[[ Material provided, beginning ]]

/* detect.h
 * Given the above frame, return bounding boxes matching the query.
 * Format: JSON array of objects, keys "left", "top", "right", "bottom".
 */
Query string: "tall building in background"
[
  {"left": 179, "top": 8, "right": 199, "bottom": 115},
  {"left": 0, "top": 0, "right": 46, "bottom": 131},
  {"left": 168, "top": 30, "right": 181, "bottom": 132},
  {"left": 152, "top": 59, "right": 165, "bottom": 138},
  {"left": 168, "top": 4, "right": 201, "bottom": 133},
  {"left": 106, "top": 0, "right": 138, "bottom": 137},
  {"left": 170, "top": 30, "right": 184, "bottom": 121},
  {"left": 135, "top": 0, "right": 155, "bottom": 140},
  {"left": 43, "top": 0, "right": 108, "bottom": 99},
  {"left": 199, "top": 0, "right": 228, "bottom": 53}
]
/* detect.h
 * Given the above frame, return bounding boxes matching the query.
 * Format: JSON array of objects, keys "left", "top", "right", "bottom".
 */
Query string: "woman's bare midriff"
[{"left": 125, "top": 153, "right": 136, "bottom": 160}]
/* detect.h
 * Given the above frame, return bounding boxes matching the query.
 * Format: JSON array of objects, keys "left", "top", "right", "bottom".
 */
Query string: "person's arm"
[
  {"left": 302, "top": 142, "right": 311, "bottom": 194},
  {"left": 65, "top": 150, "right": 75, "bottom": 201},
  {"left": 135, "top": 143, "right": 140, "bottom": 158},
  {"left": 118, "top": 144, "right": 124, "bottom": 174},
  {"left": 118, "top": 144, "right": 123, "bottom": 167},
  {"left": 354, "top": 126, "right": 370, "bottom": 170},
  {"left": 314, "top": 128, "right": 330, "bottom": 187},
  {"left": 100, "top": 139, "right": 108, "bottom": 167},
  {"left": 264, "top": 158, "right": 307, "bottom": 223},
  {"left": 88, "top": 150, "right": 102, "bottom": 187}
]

[[ Material provided, end ]]

About this task:
An exact copy of the data is needed.

Result of this task:
/* detect.h
 * Given the above frame, return bounding boxes matching the query.
 * Format: JSON array of objects, keys "left", "top", "right", "bottom".
 */
Query string: "tall building in background"
[
  {"left": 179, "top": 8, "right": 199, "bottom": 115},
  {"left": 0, "top": 0, "right": 46, "bottom": 131},
  {"left": 168, "top": 30, "right": 181, "bottom": 132},
  {"left": 152, "top": 59, "right": 165, "bottom": 138},
  {"left": 168, "top": 4, "right": 201, "bottom": 133},
  {"left": 106, "top": 0, "right": 138, "bottom": 137},
  {"left": 170, "top": 30, "right": 184, "bottom": 121},
  {"left": 135, "top": 0, "right": 155, "bottom": 140},
  {"left": 43, "top": 0, "right": 108, "bottom": 99},
  {"left": 199, "top": 0, "right": 228, "bottom": 53}
]
/* detect.h
 * Given the above frame, return bounding boxes matching the query.
 * Format: JSON array of objects, keys "left", "top", "right", "bottom".
 */
Query string: "woman's bare midriff"
[{"left": 125, "top": 153, "right": 136, "bottom": 160}]
/* detect.h
 * Given the above frame, return bounding boxes matching the query.
 * Format: JSON array of objects, keys "left", "top", "right", "bottom".
 */
Query string: "person's arm"
[
  {"left": 302, "top": 142, "right": 311, "bottom": 194},
  {"left": 65, "top": 150, "right": 75, "bottom": 201},
  {"left": 135, "top": 143, "right": 140, "bottom": 158},
  {"left": 118, "top": 144, "right": 124, "bottom": 174},
  {"left": 118, "top": 144, "right": 123, "bottom": 167},
  {"left": 354, "top": 126, "right": 370, "bottom": 170},
  {"left": 314, "top": 128, "right": 330, "bottom": 187},
  {"left": 100, "top": 139, "right": 108, "bottom": 167},
  {"left": 264, "top": 158, "right": 307, "bottom": 223},
  {"left": 88, "top": 150, "right": 102, "bottom": 187}
]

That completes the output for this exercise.